## Saved data entries
►
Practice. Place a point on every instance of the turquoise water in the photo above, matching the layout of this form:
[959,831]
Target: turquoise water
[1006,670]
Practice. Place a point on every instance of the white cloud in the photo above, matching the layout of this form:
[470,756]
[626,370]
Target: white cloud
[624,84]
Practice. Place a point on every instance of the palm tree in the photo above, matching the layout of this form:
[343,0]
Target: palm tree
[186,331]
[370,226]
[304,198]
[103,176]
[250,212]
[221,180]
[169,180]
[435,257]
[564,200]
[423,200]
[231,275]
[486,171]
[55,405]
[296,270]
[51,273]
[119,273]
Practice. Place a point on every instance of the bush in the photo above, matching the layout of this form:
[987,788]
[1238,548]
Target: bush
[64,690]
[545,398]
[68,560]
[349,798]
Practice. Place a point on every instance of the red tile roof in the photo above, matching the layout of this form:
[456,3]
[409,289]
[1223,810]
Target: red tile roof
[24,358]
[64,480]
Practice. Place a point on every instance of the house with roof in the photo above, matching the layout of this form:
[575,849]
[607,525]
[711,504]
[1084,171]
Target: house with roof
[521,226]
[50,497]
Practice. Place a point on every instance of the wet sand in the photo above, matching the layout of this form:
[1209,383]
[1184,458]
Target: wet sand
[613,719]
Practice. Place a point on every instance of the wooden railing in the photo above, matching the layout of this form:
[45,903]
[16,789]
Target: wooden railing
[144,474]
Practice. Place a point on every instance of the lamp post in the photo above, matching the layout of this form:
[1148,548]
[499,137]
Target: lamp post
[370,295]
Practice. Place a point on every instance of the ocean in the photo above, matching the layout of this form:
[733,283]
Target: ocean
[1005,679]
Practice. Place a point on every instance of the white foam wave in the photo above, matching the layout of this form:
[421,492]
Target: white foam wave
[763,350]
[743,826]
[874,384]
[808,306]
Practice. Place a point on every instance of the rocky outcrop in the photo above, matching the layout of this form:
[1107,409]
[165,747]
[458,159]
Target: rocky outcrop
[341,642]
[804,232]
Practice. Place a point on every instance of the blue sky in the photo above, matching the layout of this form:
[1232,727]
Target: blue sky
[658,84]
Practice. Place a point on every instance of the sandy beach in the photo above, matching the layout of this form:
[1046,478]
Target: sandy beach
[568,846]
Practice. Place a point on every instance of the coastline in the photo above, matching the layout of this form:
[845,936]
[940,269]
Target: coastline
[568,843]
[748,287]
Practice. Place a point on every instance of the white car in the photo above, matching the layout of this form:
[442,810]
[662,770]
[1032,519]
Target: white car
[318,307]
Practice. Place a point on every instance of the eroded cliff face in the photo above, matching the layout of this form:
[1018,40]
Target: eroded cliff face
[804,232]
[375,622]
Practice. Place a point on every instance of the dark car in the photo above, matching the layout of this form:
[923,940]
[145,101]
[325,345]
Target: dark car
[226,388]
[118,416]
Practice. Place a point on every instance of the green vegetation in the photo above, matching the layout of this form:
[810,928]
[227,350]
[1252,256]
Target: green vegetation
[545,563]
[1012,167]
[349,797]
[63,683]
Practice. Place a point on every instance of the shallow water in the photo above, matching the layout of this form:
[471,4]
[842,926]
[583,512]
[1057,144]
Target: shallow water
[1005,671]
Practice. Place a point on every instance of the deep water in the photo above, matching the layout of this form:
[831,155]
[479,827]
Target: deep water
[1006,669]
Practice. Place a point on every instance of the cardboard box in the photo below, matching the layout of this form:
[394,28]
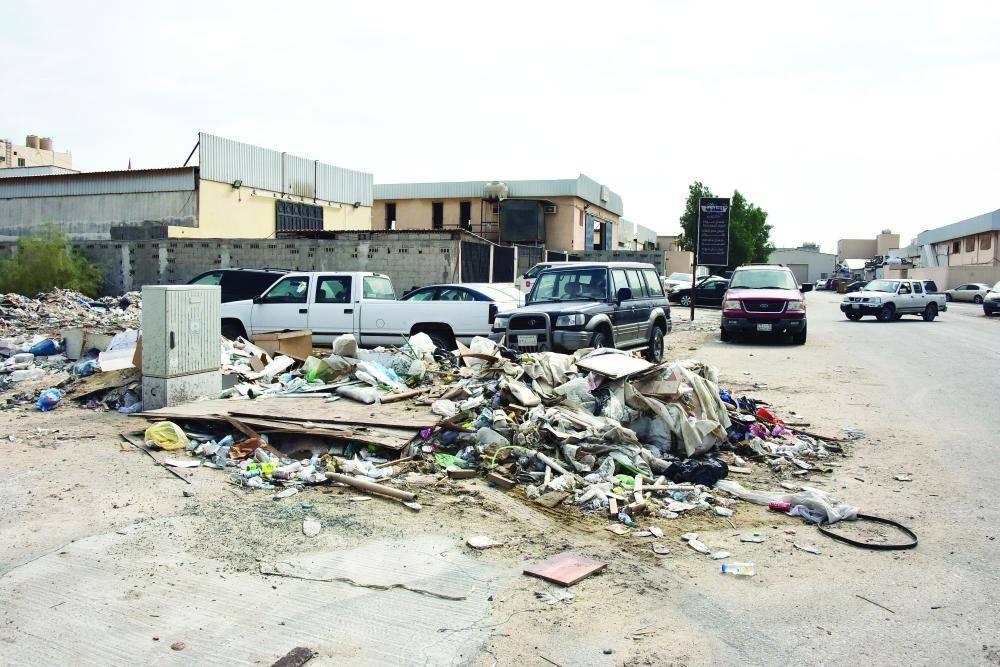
◄
Write out every line from the one containing "Practice. Place a point on every instance of the coastline" through the end of the items, with 132 added to each coordinate in the answers. Leave the pictures out.

Practice. Place a point on every instance of the coastline in the photo above, matching the layout of this form:
[845,936]
[940,269]
Target: coastline
[700,975]
[880,419]
Practice. Place a point on every instance of the white car in the photo above, matching the layout of this form:
[442,810]
[662,770]
[1032,519]
Target: white car
[450,439]
Practice. Place a point on every instance of the eroded cliff face in the photo above, matching the layout of this form:
[1018,40]
Target: eroded cliff face
[936,364]
[507,754]
Practice. Place a point on every instance of the dark car in the photo above, matching the layout of this form:
[923,940]
[145,101]
[325,345]
Target: dark car
[358,520]
[250,548]
Practice. Place a point on every instance of the green vegetation in the photo above, matching the layout of this form:
[810,928]
[227,350]
[1252,256]
Target: green vegetation
[677,695]
[1144,299]
[481,929]
[195,815]
Practice. Place a point on every instance of the shallow water in the photo above, matching the layout of this form:
[471,4]
[842,926]
[583,512]
[1057,144]
Target: shallow water
[1137,803]
Practice. Place a point on every instance of the deep water in the photo above, matching the layout of this form:
[831,155]
[479,827]
Target: deep water
[1138,801]
Practice. Place a point on every instance of the cardboard box in the photo below, matching the layout of this form:
[394,28]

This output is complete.